[Data extracted from a collection]

* begin *

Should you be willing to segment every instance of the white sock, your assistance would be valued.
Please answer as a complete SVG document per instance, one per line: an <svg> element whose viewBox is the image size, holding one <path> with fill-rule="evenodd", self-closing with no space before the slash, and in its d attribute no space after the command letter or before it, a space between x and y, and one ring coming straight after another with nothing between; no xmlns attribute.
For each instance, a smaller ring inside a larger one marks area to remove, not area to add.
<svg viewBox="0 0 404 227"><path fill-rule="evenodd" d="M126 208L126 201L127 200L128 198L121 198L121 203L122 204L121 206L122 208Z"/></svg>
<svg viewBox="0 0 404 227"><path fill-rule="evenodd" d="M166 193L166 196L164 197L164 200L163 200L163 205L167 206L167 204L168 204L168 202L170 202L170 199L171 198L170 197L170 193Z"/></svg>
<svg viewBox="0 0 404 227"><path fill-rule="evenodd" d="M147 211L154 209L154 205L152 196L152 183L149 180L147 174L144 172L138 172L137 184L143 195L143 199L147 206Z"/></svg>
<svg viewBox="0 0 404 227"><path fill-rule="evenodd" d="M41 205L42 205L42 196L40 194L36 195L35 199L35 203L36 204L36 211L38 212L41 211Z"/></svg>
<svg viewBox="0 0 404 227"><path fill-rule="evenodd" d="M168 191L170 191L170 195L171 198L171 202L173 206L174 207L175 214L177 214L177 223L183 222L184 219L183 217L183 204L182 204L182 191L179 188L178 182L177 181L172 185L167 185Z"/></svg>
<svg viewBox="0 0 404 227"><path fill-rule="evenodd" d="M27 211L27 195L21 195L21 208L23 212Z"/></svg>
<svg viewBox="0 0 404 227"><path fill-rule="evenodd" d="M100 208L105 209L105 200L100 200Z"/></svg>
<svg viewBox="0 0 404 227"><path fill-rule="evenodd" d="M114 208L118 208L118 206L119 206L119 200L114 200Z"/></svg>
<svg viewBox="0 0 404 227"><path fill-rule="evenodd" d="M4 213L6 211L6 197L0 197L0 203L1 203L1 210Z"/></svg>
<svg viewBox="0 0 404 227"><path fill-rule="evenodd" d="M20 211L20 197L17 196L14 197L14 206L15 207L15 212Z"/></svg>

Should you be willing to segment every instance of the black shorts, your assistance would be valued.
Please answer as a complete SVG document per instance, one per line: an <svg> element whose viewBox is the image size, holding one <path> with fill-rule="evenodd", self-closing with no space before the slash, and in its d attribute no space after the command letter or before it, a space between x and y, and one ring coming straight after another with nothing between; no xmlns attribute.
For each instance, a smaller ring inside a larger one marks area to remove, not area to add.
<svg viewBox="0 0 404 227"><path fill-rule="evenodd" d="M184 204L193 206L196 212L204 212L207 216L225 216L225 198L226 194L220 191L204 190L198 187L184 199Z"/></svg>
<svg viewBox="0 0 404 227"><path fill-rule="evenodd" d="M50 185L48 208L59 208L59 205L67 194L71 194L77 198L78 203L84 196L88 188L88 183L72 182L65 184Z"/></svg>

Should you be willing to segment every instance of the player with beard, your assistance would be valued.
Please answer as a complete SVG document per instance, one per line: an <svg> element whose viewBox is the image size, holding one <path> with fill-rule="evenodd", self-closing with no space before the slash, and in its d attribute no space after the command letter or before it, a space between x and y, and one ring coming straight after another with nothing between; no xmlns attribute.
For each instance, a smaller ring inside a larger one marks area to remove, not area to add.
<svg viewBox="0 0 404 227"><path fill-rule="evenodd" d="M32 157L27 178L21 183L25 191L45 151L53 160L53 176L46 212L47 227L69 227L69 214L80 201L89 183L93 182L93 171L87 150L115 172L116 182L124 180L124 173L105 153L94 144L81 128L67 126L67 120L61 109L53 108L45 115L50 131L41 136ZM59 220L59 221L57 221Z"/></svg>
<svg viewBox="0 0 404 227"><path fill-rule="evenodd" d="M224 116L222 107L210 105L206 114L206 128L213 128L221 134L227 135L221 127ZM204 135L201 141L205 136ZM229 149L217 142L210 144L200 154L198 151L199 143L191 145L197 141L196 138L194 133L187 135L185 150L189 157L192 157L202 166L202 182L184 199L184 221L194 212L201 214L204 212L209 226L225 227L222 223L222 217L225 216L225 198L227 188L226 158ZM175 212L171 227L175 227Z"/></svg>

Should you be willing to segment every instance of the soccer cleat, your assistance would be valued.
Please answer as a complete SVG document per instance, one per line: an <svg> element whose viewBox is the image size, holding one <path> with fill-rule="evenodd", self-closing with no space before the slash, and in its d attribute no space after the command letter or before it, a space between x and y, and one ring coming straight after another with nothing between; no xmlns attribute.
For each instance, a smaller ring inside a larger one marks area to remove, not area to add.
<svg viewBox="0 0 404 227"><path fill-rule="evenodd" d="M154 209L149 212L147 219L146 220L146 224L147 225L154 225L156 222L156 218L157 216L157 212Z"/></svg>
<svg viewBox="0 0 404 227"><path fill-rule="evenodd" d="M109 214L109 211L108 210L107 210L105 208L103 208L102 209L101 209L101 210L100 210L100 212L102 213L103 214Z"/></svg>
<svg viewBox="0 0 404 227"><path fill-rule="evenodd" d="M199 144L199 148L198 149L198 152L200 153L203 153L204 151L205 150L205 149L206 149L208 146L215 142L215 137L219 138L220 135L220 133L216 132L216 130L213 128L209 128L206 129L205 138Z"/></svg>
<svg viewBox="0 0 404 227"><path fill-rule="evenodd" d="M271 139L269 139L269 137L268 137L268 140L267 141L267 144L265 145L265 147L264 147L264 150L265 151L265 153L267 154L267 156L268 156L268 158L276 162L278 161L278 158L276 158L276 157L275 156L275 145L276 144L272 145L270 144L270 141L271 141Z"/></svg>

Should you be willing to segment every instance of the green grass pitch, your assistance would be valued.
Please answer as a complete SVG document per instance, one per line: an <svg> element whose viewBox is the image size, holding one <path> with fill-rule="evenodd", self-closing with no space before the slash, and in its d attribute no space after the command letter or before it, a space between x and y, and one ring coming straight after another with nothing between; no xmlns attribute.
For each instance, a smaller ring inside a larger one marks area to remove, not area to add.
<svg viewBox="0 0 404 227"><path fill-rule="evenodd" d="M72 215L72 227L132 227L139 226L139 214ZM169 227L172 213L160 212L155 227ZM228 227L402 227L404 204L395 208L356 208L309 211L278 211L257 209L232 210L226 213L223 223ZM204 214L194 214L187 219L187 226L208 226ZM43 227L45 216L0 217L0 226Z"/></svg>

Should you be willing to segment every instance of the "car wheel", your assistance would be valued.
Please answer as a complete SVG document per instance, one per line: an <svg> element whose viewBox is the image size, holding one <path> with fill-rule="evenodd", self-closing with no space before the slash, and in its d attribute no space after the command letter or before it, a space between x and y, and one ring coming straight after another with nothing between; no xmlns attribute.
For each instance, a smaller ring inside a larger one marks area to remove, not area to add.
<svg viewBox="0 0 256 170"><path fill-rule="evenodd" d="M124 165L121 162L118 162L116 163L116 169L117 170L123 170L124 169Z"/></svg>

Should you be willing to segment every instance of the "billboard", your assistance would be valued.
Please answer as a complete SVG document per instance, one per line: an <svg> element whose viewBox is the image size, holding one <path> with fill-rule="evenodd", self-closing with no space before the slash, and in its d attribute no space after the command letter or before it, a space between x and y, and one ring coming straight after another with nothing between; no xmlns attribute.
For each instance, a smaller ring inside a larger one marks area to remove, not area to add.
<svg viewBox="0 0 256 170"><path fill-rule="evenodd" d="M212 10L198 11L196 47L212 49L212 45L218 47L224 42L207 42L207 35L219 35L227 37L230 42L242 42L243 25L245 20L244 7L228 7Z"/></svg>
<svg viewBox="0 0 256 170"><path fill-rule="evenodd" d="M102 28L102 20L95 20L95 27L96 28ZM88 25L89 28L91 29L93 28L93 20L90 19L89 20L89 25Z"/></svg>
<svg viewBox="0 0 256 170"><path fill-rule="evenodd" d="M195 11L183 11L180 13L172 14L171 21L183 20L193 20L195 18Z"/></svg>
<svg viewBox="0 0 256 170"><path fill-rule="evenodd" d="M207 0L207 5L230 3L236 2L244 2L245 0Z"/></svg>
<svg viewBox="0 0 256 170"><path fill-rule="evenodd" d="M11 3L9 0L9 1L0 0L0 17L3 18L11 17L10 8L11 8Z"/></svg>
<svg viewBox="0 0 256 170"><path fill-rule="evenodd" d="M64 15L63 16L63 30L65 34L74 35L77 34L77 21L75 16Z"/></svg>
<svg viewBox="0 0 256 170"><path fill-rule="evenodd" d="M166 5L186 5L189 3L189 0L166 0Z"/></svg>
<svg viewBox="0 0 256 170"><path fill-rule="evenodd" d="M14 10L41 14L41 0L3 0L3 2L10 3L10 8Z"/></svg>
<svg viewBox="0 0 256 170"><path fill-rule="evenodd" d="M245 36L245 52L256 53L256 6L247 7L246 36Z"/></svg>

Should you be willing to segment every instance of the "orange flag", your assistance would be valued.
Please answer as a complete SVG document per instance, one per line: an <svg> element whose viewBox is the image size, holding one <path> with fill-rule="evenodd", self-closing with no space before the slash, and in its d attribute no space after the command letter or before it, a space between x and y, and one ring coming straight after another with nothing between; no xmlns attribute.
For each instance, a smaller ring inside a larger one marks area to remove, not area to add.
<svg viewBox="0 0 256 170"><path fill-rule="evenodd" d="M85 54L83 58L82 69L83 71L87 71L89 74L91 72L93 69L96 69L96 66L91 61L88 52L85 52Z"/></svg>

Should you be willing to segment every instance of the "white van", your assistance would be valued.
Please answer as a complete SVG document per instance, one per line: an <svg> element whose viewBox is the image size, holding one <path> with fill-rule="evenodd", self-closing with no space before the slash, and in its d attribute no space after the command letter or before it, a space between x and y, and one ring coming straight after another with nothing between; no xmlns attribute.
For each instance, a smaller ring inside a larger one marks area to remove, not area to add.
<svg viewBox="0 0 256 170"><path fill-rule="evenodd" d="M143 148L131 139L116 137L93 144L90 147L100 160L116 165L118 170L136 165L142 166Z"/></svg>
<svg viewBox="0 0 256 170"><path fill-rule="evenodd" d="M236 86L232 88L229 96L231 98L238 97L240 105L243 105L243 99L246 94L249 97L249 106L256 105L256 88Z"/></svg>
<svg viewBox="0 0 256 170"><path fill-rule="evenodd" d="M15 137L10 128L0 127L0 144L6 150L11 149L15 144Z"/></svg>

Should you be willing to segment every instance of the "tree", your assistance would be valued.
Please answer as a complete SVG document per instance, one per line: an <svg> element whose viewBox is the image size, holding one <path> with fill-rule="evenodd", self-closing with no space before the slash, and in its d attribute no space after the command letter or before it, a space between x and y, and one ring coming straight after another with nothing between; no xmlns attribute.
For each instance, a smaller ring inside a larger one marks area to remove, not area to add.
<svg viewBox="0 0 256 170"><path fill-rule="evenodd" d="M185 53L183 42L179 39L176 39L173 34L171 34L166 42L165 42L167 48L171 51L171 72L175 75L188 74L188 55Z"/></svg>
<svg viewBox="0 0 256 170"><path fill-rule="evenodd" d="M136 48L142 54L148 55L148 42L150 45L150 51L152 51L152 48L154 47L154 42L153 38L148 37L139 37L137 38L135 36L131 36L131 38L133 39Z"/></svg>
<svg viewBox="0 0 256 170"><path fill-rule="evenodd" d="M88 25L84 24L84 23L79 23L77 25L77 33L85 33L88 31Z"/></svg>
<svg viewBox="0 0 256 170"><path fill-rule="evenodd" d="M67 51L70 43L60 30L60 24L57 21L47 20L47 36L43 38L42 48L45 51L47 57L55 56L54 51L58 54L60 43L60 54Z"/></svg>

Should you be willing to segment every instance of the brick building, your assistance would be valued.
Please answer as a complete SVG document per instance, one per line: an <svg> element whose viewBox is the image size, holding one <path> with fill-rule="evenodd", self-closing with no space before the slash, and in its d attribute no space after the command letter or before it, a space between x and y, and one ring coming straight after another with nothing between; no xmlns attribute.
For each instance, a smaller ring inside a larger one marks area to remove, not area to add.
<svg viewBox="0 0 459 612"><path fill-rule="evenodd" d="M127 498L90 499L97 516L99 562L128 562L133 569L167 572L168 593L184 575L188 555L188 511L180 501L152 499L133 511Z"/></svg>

* end *

■ **Short task**:
Render the data from the line containing "Should you be willing to segment every instance of the player" up to and including the line containing "157L27 178L21 183L25" as a two-column CSV with the headers instruction and response, one row per instruction paired with its response. Enclose each field in double quotes and replace line breaks with spaces.

■ **Solution to this exercise**:
instruction,response
"Should you be willing to segment every instance of the player with beard, your assistance would be valued. Please answer as a complete SVG document per instance, one per line: an <svg> element whose viewBox is the image size, holding one <path> with fill-rule=""evenodd"", self-closing with no space before the slash, and in its d attribute no space after the command letter or before it, a space between x and y, and one ring coming straight after another with nothing between; no xmlns attribute. For each instance, a smaller ring inside a larger one marks area to remove, not area to add.","<svg viewBox=""0 0 404 227""><path fill-rule=""evenodd"" d=""M32 157L27 178L21 183L25 191L45 151L53 160L53 176L46 212L47 227L69 227L69 214L80 201L89 183L93 182L93 171L87 150L115 172L116 182L124 180L124 173L105 153L94 144L81 128L67 126L67 120L61 109L53 108L45 115L50 131L41 136ZM59 220L59 221L57 221Z""/></svg>"